Records from a point labeling set =>
____

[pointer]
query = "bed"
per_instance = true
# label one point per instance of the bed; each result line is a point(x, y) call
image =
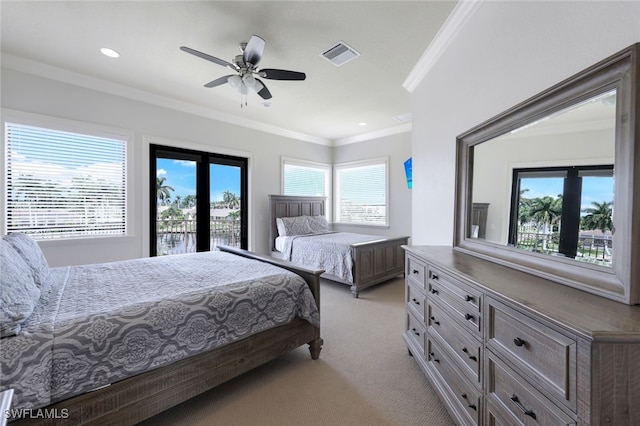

____

SHORT EXERCISE => Turn every line of the material above into a numbered list. Skip blank lines and leave the pictures out.

RESULT FOR THIS TASK =>
1. [pointer]
2. query = "bed"
3. per_instance = true
4. # label one point per instance of the bed; each result line is a point(x, y) call
5. image =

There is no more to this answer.